> _Selected passage_:
— Start —
Here’s why today’s journalists need to be living the ‘tweet’ life
WHEN disaster hits, journalists still race to get to the scene first – but these days someone else is likely to beat them to it.
After devastating earthquakes hit Canterbury and Japan, most first accounts didn’t come from trained reporters and camera operators, but from dozens of “ordinary” people posting videos, still pictures and personal stories on You Tube, Twitter and Facebook.
That’s where mainstream media head now, even before the first staff can get out the newsroom door.
In Christchurch, a Press videographer had dramatic footage posted on Stuff within three and a half hours of the February 22 earthquake.
But he was well behind amateur footage of the cliff-face collapse that destroyed the Sumner RSA. He admitted in his video he had been on the street without his camera when the quake struck and had to go back to the office to grab it.
Global media giants like CNN carried excellent coverage from amateurs that had been posted on You Tube before their own people could get anywhere near the vast damage caused by the tsunami.
Social media has given news outlets, especially internet based platforms, the chance to show the voices of citizen journalists on a much wider scale, says Greer McDonald, social media editor for FairfaxNZ’s Stuff website.
For her, the February 22 earthquake was a different experience to the one which hit the region last September.
She woke up to that one. “I felt it and I went on Twitter and saw it was a big one. I rang the office and I was in the office within half an hour with five other people.
— End —
> _Short problem_: In the article on journalists and social media, how soon after the February 22 earthquake did the Press videographer have footage posted on Stuff?

> _Material_:
— Start —
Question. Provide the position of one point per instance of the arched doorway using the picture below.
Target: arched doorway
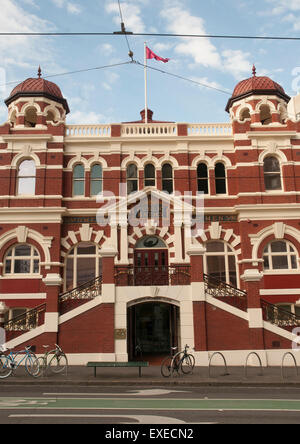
(153, 328)
(151, 260)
— End —
> _Answer to the exercise_: Within three and a half hours.